Directions. Format every line of the entries as a JSON list of strings, one string per line, leaving out blank lines and the pictures.

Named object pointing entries
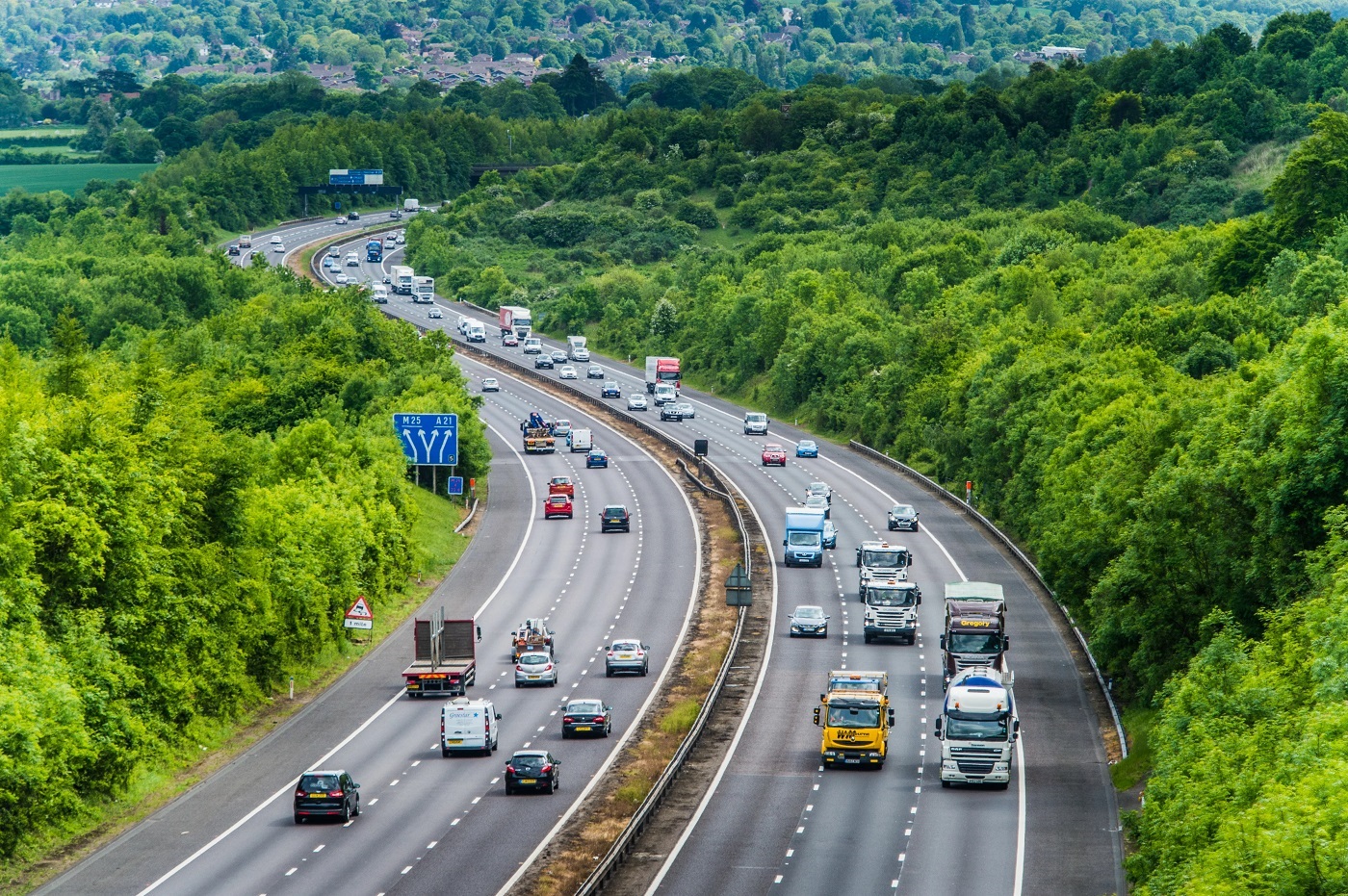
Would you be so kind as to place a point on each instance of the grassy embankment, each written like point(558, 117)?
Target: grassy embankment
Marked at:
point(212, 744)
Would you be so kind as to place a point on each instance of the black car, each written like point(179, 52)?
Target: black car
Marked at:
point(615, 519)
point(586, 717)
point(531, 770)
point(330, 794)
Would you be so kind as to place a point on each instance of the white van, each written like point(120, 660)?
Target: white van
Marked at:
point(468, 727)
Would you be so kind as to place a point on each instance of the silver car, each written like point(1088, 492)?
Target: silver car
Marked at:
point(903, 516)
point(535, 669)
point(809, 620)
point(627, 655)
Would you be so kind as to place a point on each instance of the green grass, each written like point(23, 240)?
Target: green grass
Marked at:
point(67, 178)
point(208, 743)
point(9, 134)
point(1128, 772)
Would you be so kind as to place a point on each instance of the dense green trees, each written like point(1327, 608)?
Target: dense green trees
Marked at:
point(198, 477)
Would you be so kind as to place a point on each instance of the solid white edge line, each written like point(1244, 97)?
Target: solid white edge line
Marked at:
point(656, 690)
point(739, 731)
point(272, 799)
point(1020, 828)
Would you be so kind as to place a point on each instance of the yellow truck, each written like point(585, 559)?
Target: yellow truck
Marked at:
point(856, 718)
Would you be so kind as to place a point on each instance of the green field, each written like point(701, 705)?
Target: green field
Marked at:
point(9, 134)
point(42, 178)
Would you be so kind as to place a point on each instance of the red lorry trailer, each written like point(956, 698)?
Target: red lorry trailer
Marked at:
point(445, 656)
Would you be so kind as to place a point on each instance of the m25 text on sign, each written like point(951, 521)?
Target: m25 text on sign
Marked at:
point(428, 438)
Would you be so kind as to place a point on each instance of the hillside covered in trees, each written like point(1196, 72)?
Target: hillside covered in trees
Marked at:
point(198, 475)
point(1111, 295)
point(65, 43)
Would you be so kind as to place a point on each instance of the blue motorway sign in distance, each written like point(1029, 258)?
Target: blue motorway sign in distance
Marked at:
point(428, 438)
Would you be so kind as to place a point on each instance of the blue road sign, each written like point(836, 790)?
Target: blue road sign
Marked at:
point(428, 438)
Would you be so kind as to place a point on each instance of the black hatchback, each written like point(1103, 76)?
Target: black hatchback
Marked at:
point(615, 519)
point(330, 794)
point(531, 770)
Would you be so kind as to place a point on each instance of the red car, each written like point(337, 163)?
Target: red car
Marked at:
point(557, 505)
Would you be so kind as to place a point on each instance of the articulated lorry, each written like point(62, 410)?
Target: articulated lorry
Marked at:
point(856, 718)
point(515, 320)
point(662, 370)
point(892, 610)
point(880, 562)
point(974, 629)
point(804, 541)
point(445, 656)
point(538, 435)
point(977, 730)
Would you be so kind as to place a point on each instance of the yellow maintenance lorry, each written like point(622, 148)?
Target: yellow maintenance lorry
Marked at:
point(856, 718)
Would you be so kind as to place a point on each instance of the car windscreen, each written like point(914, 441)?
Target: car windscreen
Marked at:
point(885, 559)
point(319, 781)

Task output.
[
  "Would you be so kind as to place a point on each instance of the grassy embankment, each written like point(558, 117)?",
  "Target: grassy embankment",
  "Marked at:",
  "point(212, 744)",
  "Would you be so kind as to place a point on each instance of the black car, each written like point(179, 52)?",
  "Target: black car",
  "Marked at:",
  "point(615, 519)",
  "point(586, 717)",
  "point(531, 770)",
  "point(330, 794)",
  "Would you be so kind as to place a point on each instance of the white van, each written like point(120, 660)?",
  "Target: white van",
  "Marked at:",
  "point(468, 727)",
  "Would you be so kind as to place a point on each instance of the silver car, each written like point(1088, 492)?",
  "Target: silver car",
  "Marked at:",
  "point(903, 516)",
  "point(535, 669)",
  "point(809, 620)",
  "point(627, 655)",
  "Would you be so kind as to place a point on each instance of the green grass, each written like point(23, 240)?",
  "Target: green grass",
  "Marked at:",
  "point(67, 178)",
  "point(208, 743)",
  "point(9, 134)",
  "point(1128, 772)",
  "Would you be so kind as to place a point on each instance of the dense green trees, each written like point(1327, 608)?",
  "Target: dense green trees",
  "Marked at:",
  "point(198, 477)",
  "Would you be so kind as to place a point on each instance of the solid white edge line, each written like point(1244, 97)?",
  "Target: solid white edge line",
  "Marked at:",
  "point(656, 690)",
  "point(739, 731)",
  "point(272, 799)",
  "point(1020, 828)",
  "Would you be so kind as to place a point on each instance of the yellow truck, each written like point(585, 559)?",
  "Target: yellow truck",
  "Marked at:",
  "point(856, 718)",
  "Would you be so kind as to place a point on each instance of the green field, each written like point(701, 705)?",
  "Target: green field",
  "Marked at:",
  "point(9, 134)",
  "point(42, 178)",
  "Would you be so kind as to place a point on each instance of the red lorry trailer, each written like point(956, 698)?",
  "Target: red lorry trailer",
  "Marked at:",
  "point(445, 656)",
  "Would you be so kind as to place a point on each instance of the m25 text on sign, each written like point(951, 521)?",
  "Target: m25 text on sign",
  "Marked at:",
  "point(428, 438)",
  "Would you be so kind as to place a point on each instance of the hillside covered in trees, each written like point(1196, 72)?",
  "Target: hillside covered in trees",
  "Marked at:",
  "point(198, 475)",
  "point(1111, 295)",
  "point(65, 43)",
  "Would you be so kind as to place a point on each instance of the blue motorway sign in distance, each written like point(1029, 258)?",
  "Target: blue motorway sign in distance",
  "Marked at:",
  "point(428, 438)",
  "Would you be so kind as to place a point on each instance of the blue road sign, each written like point(836, 790)?",
  "Target: blue road sign",
  "Marked at:",
  "point(428, 438)",
  "Would you be so kind as to place a point on each instance of the black hatchback, each written like point(1103, 76)?",
  "Target: black hatchback",
  "Marked at:",
  "point(615, 519)",
  "point(330, 794)",
  "point(531, 770)",
  "Would you be so kind as to place a point on each instance of the red car, each written like point(337, 163)?",
  "Target: red car",
  "Marked at:",
  "point(557, 505)",
  "Would you be so kind as to place a point on each instance of the articulated lorry, each written like point(62, 410)?",
  "Target: articulated lorry",
  "Marked at:",
  "point(856, 718)",
  "point(515, 320)",
  "point(662, 370)",
  "point(892, 610)",
  "point(880, 562)",
  "point(974, 629)",
  "point(804, 541)",
  "point(445, 656)",
  "point(538, 435)",
  "point(977, 730)",
  "Would you be so kind as to place a point on each instance of the yellow maintenance lorry, each written like point(622, 148)?",
  "Target: yellow maintenance lorry",
  "Marked at:",
  "point(856, 718)",
  "Would you be so kind as to place a point on each instance of the car windscreen, each written like point(914, 441)?",
  "Target: car windscreen",
  "Marked at:",
  "point(885, 559)",
  "point(319, 781)"
]